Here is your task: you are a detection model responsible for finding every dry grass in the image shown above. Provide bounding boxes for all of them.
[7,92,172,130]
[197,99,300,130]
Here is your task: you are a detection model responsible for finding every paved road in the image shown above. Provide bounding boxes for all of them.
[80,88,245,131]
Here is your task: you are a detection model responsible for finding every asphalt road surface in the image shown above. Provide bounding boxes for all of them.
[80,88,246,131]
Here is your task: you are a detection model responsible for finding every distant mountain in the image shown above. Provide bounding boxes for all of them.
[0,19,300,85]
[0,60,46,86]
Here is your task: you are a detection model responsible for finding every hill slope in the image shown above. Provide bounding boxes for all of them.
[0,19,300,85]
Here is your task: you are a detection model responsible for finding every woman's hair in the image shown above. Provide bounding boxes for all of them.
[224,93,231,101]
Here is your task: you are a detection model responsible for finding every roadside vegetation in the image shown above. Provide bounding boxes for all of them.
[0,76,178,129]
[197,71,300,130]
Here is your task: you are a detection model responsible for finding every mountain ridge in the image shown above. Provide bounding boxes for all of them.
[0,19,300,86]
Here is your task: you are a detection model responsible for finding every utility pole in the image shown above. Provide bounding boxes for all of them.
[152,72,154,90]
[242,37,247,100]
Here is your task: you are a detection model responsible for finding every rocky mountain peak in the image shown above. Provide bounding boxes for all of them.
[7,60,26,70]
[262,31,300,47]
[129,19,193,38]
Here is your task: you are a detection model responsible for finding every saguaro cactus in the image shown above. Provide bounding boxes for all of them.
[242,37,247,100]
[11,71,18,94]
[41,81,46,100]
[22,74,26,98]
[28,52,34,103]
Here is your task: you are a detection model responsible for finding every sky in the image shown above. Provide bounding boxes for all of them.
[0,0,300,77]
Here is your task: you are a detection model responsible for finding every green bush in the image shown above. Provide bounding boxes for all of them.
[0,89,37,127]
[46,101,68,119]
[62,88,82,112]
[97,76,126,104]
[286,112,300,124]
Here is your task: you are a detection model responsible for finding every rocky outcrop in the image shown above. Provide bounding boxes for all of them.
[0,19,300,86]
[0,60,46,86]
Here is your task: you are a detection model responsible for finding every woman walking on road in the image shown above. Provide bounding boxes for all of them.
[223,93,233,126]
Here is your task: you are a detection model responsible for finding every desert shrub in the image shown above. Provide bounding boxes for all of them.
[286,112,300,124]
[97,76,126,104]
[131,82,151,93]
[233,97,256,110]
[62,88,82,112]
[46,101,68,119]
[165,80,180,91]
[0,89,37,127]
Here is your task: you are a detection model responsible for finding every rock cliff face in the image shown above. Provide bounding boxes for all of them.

• [Problem details]: Collect every line from the entries above that contains the word "rocky", treating uppercase and lowercase letters as distinct.

• [The answer]:
Here is your task: you are a detection model responsible for finding every rocky mountain peak in the image shown above. Provide bounding boxes for all of them.
Here is your task: you are a detection model responsible for finding every rocky outcrop in the image shown above. Provide bounding boxes for all of them.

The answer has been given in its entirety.